**Annotated coordinate records**
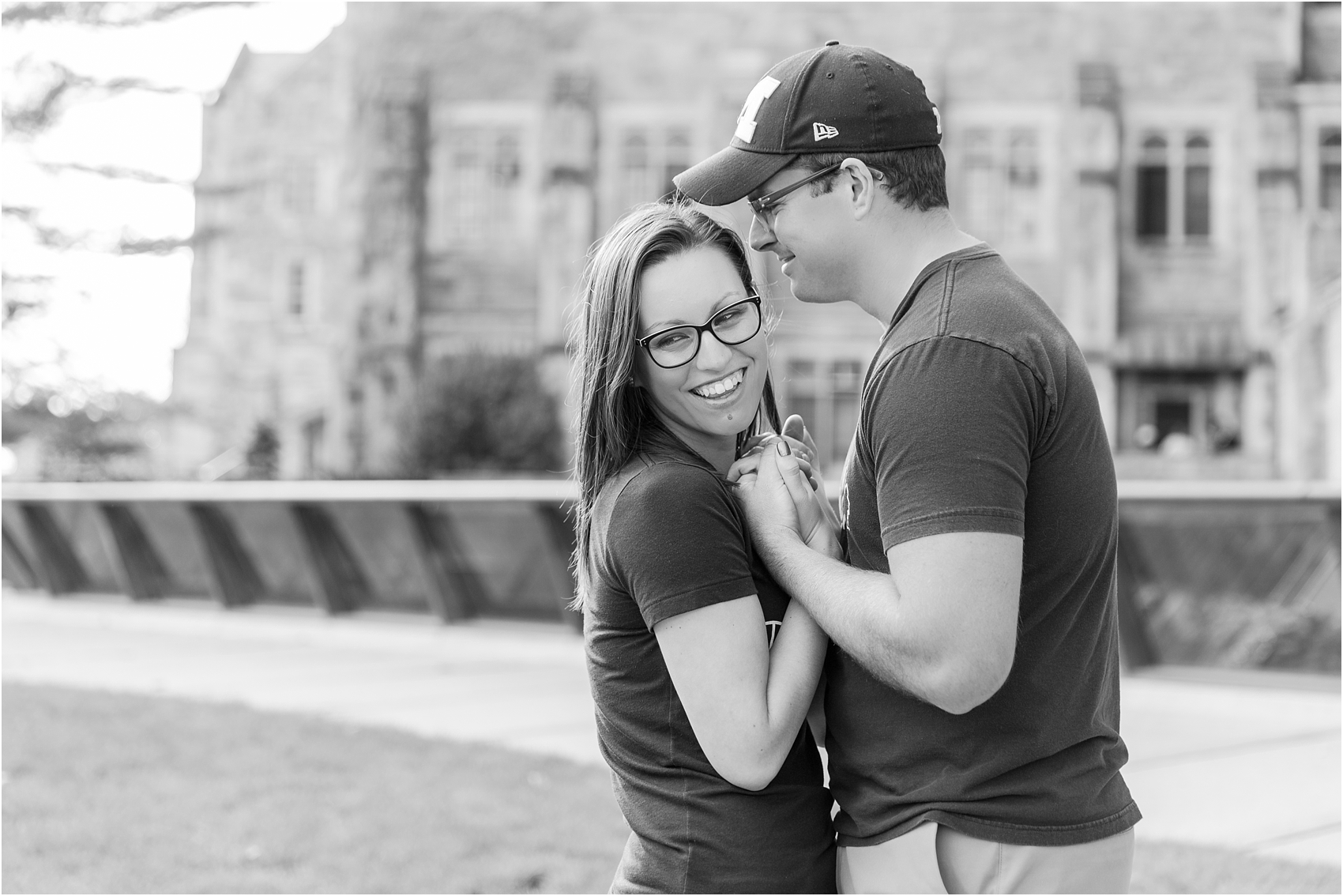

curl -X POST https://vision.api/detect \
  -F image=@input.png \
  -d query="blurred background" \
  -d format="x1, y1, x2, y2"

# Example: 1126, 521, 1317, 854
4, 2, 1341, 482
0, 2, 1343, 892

==

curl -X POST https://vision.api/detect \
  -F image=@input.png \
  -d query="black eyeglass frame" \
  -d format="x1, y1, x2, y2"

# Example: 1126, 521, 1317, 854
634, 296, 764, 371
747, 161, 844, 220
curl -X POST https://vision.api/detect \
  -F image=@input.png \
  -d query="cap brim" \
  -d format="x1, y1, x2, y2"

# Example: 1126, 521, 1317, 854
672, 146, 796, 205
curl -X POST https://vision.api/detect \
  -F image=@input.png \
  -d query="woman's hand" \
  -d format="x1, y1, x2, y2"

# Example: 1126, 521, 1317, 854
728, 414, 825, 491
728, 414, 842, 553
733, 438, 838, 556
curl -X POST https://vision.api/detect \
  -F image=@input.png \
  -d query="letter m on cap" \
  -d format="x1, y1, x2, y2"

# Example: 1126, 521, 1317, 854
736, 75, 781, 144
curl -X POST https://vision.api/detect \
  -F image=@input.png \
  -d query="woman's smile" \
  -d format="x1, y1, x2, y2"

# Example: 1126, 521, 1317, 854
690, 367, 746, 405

**WORK TO DO**
Identify every line in the data above that contains the string "woman", and copy each of those lines. Matching is case-sensitive.

**ANSWER TO THE PROBLEM**
  -d query="woman's hand" \
  -d query="woman's smile" \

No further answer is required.